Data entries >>
==============================
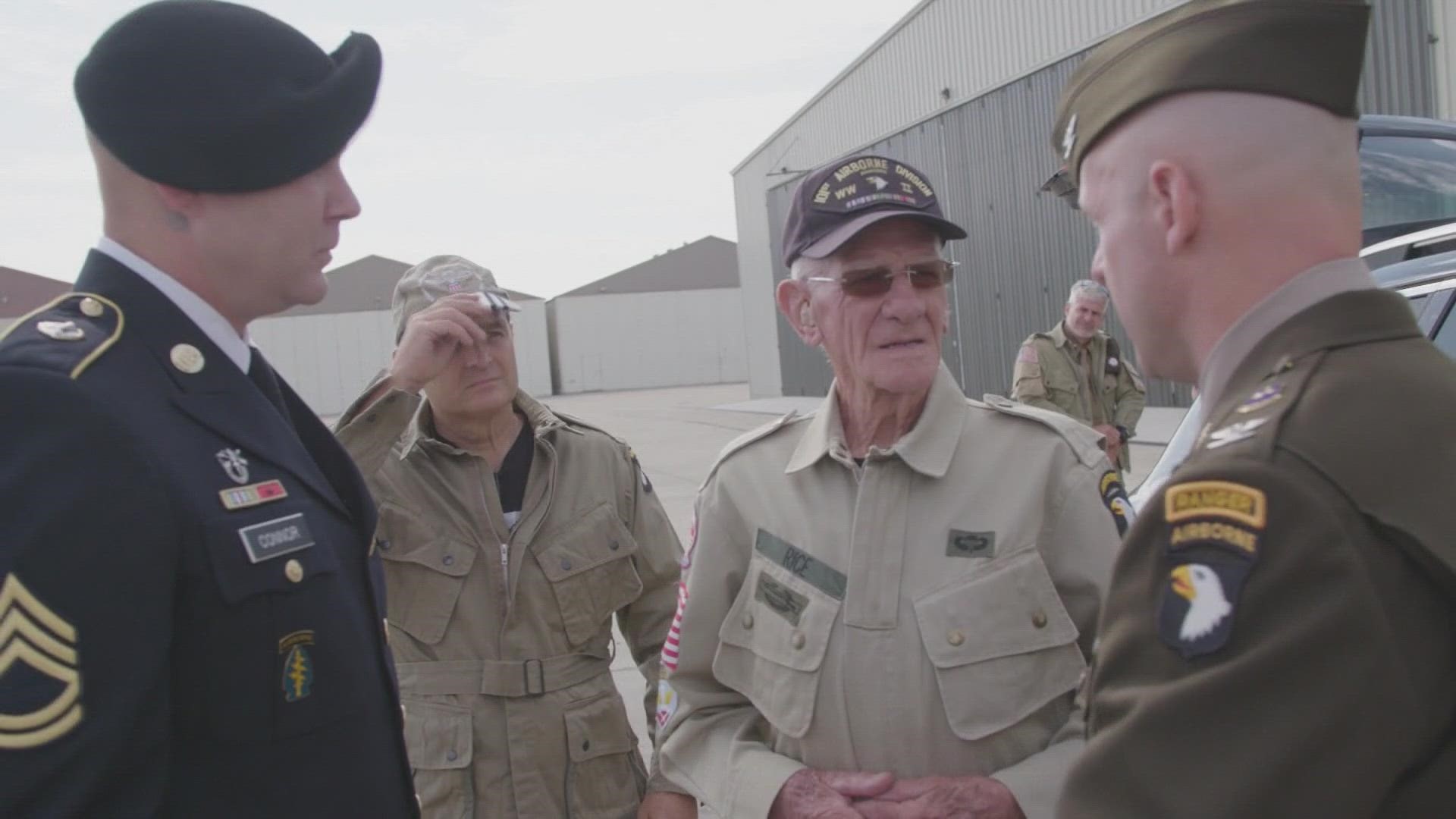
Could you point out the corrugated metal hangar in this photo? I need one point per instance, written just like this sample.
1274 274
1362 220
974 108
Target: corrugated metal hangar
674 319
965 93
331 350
==============================
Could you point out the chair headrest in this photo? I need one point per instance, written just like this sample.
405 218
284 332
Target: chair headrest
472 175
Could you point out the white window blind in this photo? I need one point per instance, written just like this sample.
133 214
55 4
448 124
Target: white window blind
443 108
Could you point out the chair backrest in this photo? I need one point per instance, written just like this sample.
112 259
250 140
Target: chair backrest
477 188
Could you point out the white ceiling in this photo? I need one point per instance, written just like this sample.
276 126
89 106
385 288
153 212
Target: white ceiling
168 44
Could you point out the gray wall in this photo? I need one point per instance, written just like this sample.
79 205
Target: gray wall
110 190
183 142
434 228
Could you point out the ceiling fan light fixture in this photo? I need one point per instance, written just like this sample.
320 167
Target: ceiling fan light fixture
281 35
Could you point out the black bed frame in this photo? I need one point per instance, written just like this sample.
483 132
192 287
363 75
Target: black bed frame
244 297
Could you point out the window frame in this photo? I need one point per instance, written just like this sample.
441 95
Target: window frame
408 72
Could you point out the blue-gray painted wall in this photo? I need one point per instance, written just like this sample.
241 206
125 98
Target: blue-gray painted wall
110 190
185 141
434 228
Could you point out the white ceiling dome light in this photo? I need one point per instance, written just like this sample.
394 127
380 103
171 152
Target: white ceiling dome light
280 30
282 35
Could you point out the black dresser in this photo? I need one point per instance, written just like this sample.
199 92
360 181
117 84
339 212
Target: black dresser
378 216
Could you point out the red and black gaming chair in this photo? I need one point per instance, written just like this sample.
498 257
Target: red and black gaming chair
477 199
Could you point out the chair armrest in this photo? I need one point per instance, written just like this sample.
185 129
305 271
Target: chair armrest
==============================
Description of the task >> Look through the entries. Copy out each line with "armrest" in it.

Output >>
Could you point out the chair armrest in this photo? I need one point per instance, written just like this sample.
Target: chair armrest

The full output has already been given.